1. Field of the Invention
The invention relates to a process for the production of a seasoning sauce similar to soy sauce.
2. Description of Related Art
It is well known to produce soy sauce by a fermentation process in which soybeans, in the form of whole beans or crushed, defatted soybeans, and optionally wheat, usually in the form of a roasted, crushed grain, and salt are used in varying proportions, and, on the basis of the kind of malt an enzyme-containing, fungus-covered substrate, referred to as koji, is produced. This is then mashed with salt water and subjected to a multi-step fermentation, comprising a hydrolytic process with lactic acid and alcoholic fermentation, followed by a maturing phase. The fermentation organisms used are the hypha fungi of the strain Aspergillus oryzae or Asp. soyae for the koji production, as well as the salt-tolerant lactococci Pediococcus halophilus and the yeast Zygosaccharomyces rouxii in the fermentation phase.

• **ENTRIES SHOWN**:
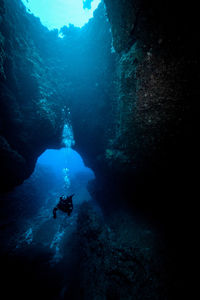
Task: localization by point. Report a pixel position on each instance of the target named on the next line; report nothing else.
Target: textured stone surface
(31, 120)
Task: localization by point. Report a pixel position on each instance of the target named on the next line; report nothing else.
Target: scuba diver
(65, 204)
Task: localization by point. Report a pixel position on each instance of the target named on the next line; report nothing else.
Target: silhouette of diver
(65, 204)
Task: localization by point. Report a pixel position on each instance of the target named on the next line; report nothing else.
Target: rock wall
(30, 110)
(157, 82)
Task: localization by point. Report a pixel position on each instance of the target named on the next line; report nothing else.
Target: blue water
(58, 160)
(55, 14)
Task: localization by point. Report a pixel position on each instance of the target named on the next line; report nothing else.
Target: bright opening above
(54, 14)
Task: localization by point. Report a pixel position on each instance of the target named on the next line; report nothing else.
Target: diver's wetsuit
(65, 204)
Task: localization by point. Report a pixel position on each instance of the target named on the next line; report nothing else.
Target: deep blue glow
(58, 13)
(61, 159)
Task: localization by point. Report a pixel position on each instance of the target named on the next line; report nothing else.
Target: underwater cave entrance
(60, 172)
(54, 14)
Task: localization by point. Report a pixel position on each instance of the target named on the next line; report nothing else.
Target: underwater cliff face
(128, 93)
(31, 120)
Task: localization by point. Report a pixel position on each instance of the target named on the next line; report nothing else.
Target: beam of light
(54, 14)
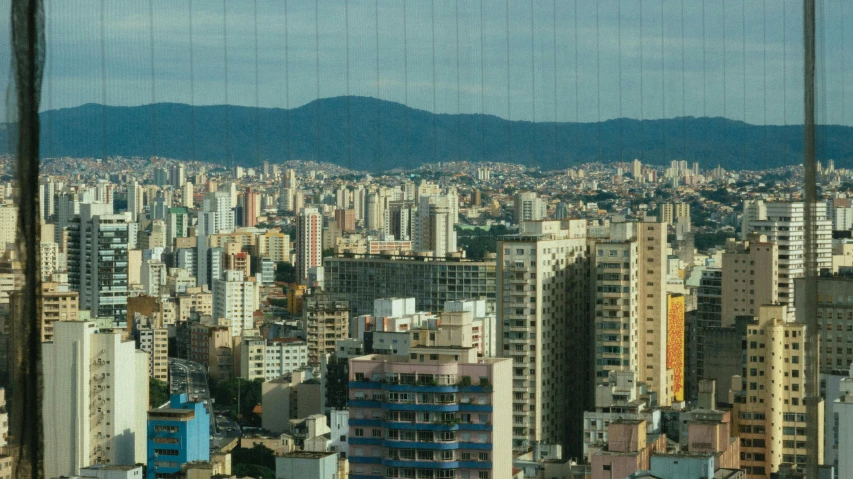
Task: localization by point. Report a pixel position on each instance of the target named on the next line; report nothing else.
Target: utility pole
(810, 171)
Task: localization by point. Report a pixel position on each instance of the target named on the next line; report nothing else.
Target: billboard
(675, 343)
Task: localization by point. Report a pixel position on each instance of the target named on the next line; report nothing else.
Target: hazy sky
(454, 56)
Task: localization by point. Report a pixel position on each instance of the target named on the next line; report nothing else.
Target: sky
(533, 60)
...
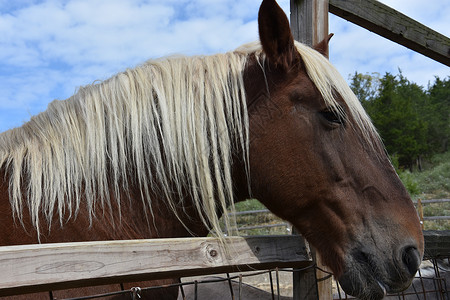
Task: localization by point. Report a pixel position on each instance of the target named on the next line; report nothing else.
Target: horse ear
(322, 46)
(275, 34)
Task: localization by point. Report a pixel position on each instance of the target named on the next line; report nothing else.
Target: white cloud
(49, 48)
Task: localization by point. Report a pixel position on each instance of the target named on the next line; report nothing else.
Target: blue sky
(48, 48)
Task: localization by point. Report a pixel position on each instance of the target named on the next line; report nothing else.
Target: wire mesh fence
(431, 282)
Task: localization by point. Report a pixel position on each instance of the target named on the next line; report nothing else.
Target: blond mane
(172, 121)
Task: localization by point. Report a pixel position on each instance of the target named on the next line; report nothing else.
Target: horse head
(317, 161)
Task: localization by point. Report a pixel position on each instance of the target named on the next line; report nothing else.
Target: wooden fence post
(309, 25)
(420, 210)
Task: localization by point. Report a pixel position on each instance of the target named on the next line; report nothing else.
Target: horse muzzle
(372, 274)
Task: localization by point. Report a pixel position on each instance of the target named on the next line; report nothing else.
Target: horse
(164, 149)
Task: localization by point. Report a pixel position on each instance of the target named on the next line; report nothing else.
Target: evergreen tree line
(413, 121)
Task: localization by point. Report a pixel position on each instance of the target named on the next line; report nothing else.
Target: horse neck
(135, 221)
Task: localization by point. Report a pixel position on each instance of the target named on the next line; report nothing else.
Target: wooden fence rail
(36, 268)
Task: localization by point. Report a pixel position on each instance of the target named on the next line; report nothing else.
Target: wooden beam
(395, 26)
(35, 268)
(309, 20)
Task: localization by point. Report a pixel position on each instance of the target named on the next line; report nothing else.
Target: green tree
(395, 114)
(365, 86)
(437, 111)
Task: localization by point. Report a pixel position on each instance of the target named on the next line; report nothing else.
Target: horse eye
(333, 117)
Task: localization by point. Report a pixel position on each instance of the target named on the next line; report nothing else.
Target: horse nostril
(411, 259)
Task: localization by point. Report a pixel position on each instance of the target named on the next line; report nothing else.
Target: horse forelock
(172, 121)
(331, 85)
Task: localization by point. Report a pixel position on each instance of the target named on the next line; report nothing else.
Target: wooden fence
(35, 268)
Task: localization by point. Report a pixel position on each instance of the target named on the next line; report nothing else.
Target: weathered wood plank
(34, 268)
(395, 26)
==
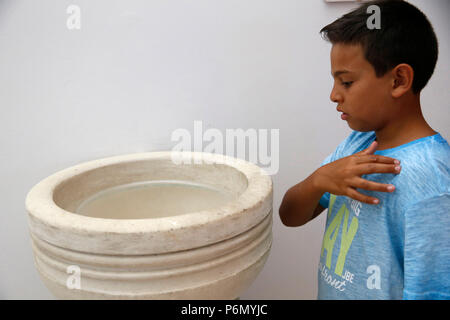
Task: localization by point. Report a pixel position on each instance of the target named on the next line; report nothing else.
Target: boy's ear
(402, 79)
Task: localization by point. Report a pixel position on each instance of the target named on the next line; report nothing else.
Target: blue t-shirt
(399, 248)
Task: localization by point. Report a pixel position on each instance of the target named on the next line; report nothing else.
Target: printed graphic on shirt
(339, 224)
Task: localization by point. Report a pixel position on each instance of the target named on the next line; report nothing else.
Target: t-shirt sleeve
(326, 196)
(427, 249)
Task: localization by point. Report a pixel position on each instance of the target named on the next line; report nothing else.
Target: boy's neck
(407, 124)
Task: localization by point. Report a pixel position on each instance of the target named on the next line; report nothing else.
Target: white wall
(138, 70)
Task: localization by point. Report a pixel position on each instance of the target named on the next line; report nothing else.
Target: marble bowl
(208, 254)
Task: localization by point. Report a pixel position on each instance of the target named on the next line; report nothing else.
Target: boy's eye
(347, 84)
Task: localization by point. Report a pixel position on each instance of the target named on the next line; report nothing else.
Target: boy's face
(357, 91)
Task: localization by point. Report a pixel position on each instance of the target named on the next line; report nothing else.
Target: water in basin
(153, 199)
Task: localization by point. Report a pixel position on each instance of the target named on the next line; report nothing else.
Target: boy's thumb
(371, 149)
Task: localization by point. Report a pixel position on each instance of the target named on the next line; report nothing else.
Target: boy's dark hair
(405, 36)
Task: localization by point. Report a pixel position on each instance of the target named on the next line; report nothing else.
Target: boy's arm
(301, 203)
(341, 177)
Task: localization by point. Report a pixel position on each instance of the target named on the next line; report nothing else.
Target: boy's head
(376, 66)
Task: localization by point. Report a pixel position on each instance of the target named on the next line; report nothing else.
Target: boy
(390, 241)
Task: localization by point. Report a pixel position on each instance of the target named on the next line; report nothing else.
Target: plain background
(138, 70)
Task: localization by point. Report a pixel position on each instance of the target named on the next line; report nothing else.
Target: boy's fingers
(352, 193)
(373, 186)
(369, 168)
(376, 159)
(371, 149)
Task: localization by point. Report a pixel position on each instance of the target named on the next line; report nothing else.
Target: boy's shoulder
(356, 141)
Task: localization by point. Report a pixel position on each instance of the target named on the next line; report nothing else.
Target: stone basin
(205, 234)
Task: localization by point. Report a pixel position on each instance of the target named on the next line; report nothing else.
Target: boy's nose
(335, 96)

• **PROMPT 1**: In the text on soy sauce production, what is the koji mashed with before fermentation?
• **PROMPT 2**: List every fermentation organism named in the text on soy sauce production.
• **PROMPT 3**: Transcribe the part of the text on soy sauce production that opens with the words containing "2. Description of" and closes with "the fermentation phase.".
The material can be set aside here.

• **WRITTEN REPLY 1**: Salt water.

• **WRITTEN REPLY 2**:
- Aspergillus oryzae
- Asp. soyae
- Pediococcus halophilus
- Zygosaccharomyces rouxii

• **WRITTEN REPLY 3**:
2. Description of Related Art
It is well known to produce soy sauce by a fermentation process in which soybeans, in the form of whole beans or crushed, defatted soybeans, and optionally wheat, usually in the form of a roasted, crushed grain, and salt are used in varying proportions, and, on the basis of the kind of malt an enzyme-containing, fungus-covered substrate, referred to as koji, is produced. This is then mashed with salt water and subjected to a multi-step fermentation, comprising a hydrolytic process with lactic acid and alcoholic fermentation, followed by a maturing phase. The fermentation organisms used are the hypha fungi of the strain Aspergillus oryzae or Asp. soyae for the koji production, as well as the salt-tolerant lactococci Pediococcus halophilus and the yeast Zygosaccharomyces rouxii in the fermentation phase.